## Text block
The early disciplines of yearly meetings in North America (those written before the Great Schism of 1827) have a great deal in common in structure and language. The issue of spirit-led ministry is addressed in sections specifically addressed to the meeting’s ministers & elders, as these are considered the members with special responsibility for this area of meeting life.
Philadelphia YM: “Ministers and elders watch over one another for good, to help those who are exercised in the ministry in the right line, discouraging forward spirits that run into words without life and power, advising against affectation in tones and gestures.”
Each of these early American disciplines had special queries that were to be answered by the committee of ministers and elders, such as these:
Baltimore YM & New England YM: “Are ministers, in the exercise of their gifts, careful to wait for divine ability and thereby preserved from being burthensome?” [“Divine ability” is a term frequently used to refer to the specific calling from God to speak during meeting.]
New York YM: [Do ministers & elders] “discourage forward persons whose communications do not proceed from the right authority?” [Are the meeting’s ministers] “careful to minister in the ability which truth gives?”
Later, perhaps in response to the concerns generated by the Hicksite-Orthodox split, the emphasis seems to shift from divine ability or leading to asking whether ministry is “sound in word and doctrine”.
I particularly like this version from Virginia YM’s 1814 discipline: [Ministers and elders should exhort the meeting’s ministers to] “earnestly seek the mind of the spirit of truth to open the mysteries thereof, that abiding in a simple and patient submission to the divine will, and keeping down to its opening of love and life in themselves, they may witness a gradual growth in their gifts, and be preserved from extending their declarations further than the power of truth shall be experienced to accompany them.”
Here are three fine excerpts from modern disciplines
Pacific YM (1985) and North Pacific (1993) include the query: “Is the vocal ministry exercised under the divine leading of the Holy Spirit without pre-arrangement and in the simplicity and sincerity of truth?”

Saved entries
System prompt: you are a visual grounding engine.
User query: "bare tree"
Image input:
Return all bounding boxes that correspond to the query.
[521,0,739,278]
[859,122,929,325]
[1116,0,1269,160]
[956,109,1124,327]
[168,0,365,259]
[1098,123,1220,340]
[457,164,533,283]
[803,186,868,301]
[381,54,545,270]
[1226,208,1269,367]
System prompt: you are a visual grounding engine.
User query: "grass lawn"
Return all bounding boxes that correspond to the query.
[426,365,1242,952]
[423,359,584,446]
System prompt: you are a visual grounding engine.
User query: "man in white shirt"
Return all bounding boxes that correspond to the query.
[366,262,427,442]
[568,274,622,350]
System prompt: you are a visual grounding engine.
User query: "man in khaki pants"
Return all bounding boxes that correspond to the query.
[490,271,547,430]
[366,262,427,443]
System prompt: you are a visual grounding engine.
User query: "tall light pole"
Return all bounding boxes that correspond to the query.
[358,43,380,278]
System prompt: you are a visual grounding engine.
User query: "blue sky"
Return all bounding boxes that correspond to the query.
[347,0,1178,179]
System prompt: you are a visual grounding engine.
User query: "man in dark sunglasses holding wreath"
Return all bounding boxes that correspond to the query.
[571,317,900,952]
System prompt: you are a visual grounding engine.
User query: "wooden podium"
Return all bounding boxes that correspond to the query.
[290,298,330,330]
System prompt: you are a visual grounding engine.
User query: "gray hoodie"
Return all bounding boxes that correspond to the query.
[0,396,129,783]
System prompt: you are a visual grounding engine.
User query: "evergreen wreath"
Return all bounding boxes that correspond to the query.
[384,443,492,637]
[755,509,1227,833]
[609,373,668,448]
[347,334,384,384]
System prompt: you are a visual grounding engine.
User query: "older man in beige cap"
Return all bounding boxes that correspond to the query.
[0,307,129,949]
==
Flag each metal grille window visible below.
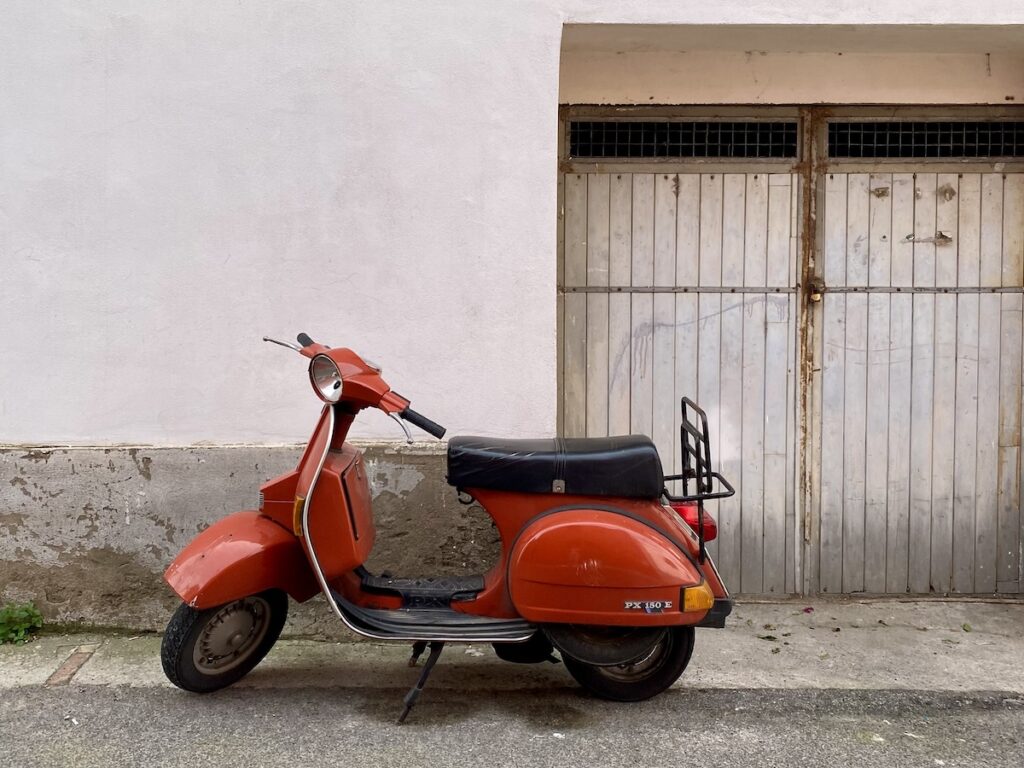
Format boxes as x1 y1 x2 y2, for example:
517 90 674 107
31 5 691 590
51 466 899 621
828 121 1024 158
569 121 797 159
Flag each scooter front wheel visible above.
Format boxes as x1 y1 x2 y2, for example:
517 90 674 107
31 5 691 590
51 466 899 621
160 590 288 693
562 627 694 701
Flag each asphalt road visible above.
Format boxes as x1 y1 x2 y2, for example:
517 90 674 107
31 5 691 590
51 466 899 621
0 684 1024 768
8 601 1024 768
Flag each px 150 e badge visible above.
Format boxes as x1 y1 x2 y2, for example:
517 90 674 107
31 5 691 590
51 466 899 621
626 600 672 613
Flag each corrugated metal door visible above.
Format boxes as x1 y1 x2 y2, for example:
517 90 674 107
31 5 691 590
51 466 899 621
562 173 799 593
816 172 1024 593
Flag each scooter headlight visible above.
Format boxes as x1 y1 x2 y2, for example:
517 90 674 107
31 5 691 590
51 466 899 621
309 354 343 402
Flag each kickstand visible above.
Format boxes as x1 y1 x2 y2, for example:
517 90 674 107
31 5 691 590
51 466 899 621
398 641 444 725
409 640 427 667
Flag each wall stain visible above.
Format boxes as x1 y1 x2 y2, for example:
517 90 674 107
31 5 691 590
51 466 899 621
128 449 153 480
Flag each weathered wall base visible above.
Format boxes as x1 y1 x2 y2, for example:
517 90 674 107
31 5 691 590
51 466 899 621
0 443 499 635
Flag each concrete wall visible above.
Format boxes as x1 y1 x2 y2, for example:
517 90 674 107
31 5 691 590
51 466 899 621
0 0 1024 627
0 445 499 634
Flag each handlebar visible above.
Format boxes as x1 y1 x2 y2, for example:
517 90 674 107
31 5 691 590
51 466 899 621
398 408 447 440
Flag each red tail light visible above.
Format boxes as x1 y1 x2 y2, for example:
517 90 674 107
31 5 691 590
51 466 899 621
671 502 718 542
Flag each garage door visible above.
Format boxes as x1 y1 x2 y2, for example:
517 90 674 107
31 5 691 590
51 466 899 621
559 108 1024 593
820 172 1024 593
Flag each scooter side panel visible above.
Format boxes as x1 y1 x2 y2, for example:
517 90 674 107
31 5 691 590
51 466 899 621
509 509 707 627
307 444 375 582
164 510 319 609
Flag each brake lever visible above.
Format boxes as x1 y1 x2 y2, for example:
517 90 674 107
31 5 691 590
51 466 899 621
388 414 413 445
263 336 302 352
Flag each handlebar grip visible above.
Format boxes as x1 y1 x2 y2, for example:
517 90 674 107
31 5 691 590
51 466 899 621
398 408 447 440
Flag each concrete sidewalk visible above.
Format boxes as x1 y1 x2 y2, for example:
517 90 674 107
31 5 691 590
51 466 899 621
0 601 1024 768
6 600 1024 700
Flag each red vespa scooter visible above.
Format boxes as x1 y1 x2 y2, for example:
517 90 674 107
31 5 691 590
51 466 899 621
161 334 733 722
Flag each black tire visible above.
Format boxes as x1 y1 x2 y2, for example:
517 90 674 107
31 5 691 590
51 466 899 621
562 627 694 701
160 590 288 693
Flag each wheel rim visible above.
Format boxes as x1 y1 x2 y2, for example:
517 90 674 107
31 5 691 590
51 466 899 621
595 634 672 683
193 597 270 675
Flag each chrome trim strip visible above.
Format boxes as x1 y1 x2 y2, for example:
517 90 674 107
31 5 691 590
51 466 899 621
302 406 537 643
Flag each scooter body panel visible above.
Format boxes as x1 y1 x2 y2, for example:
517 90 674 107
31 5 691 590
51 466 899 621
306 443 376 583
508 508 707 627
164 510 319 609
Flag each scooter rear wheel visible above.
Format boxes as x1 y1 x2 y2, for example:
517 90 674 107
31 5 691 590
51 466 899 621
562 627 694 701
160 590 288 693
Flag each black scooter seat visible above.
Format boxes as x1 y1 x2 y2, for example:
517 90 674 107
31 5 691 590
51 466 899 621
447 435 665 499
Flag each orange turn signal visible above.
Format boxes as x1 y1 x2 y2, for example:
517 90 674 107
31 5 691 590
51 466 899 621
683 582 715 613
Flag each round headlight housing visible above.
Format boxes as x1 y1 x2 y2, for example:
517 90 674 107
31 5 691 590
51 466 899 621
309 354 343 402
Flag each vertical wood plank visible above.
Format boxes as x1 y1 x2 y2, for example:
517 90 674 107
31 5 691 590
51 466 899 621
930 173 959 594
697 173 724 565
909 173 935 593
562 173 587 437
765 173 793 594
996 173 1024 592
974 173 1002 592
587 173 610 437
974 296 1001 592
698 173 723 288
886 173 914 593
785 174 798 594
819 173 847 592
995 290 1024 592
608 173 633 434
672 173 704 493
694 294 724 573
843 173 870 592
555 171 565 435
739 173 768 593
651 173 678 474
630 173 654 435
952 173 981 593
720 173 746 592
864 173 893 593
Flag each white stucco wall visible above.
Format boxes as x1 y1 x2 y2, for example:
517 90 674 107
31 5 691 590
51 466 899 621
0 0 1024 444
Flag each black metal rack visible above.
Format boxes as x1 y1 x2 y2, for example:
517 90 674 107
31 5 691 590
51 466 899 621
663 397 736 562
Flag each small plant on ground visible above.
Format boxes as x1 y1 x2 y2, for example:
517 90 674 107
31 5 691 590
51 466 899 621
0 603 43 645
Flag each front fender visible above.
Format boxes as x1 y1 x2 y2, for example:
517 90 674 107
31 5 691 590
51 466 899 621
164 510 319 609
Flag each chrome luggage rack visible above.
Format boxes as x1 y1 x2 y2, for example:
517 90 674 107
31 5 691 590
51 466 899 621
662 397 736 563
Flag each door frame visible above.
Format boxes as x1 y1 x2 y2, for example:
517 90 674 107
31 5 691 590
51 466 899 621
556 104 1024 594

## Aim of the task
Rewrite the stretch of the text on yearly meeting disciplines from "The early disciplines" through "of meeting life.", putting "form" in place of "structure". The rows are separate material, unrelated to the text.

## Result for this task
The early disciplines of yearly meetings in North America (those written before the Great Schism of 1827) have a great deal in common in form and language. The issue of spirit-led ministry is addressed in sections specifically addressed to the meeting’s ministers & elders, as these are considered the members with special responsibility for this area of meeting life.